Set exercise 1 ▸
According to the opinion, how long a federal prison sentence is Chapnick appealing?
Set exercise 2 ▸
Retype the passage of the opinion that runs from "Deidre M. Zalud, Asst." up to and including "District of California.".

Text section ▸
- - - - -
United States of America, Plaintiff-appellee, v. Andrew Earl Chapnick, Defendant-appellant, 963 F.2d 224 (9th Cir. 1992)Annotate this Case
Argued and Submitted March 2, 1992. Memorandum April 16, 1992. Order and Opinion April 29, 1992
Brian J. Hennigan, Irell & Manella, Los Angeles, Cal., for defendant-appellant Andrew Earl Chapnick.
Deidre M. Zalud, Asst. U.S. Atty., Los Angeles, Cal., for plaintiff-appellee U.S.
Appeal from the United States District Court for the Northern District of California.
Before: HUG, PREGERSON and POOLE, Circuit Judges.
The memorandum disposition for this case is redesignated an opinion authored by Judge Poole.
POOLE, Circuit Judge:
Defendant Andrew Earl Chapnick appeals his sentence of 112 months in federal prison, imposed upon conviction for bank robbery under the Sentencing Guidelines. Chapnick argues that the district court improperly classified him as a "career offender" because his two prior offenses should be considered either "consolidated for sentencing" or committed as part of a "common scheme or plan" under U.S.S.G. § 4A1.2(a). We have jurisdiction pursuant to 28 U.S.C. § 1291 and we vacate Chapnick's sentence and remand for resentencing.
On June 26, 1989, the Capital Bank of Woodland Hills, California was robbed. Shortly thereafter, a grand jury for the Central District of California indicted defendant Andrew Earl Chapnick on the single count of bank robbery. On January 4, 1991, Chapnick pled guilty to the indictment. He does not appeal his conviction.
- - - - -
Data section ▸

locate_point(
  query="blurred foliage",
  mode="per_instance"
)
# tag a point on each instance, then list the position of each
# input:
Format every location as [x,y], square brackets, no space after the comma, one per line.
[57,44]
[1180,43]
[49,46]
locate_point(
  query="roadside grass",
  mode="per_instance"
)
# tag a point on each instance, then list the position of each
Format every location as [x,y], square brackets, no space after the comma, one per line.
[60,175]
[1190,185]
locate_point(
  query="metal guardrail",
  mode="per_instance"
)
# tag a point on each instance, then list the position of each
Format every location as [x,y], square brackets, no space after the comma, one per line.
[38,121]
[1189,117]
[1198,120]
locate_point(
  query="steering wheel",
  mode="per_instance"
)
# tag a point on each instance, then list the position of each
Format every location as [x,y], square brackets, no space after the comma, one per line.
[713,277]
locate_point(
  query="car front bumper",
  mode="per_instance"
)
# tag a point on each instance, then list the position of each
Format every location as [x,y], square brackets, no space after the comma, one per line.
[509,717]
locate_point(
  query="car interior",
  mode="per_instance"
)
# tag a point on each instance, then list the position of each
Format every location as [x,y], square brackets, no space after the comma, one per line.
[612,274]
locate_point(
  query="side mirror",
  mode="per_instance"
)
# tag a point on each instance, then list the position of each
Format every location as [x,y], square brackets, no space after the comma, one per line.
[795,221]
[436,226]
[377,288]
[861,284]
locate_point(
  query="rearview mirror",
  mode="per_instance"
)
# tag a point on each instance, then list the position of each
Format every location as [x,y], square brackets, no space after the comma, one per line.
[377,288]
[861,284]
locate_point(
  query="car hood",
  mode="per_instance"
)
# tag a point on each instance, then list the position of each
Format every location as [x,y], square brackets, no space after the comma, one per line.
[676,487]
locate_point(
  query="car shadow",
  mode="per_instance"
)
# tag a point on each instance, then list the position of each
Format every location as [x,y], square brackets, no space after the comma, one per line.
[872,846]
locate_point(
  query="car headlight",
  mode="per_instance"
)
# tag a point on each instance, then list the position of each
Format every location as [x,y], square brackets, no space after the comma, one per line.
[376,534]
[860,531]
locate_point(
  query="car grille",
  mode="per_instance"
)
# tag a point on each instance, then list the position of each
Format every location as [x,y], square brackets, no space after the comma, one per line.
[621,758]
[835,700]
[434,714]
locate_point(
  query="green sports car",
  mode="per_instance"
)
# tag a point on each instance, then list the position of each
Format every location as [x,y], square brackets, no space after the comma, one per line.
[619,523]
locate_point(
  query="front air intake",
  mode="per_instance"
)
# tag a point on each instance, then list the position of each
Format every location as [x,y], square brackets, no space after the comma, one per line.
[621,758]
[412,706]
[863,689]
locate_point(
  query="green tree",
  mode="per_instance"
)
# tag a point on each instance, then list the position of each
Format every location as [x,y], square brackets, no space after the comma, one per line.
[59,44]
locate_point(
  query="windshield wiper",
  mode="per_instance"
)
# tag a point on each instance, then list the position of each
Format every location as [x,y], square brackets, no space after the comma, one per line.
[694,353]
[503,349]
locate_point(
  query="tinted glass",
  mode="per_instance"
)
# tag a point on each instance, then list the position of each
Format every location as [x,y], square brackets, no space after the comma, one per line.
- - - - -
Full output 1 ▸
112 months.

Full output 2 ▸
Deidre M. Zalud, Asst. U.S. Atty., Los Angeles, Cal., for plaintiff-appellee U.S.
Appeal from the United States District Court for the Northern District of California.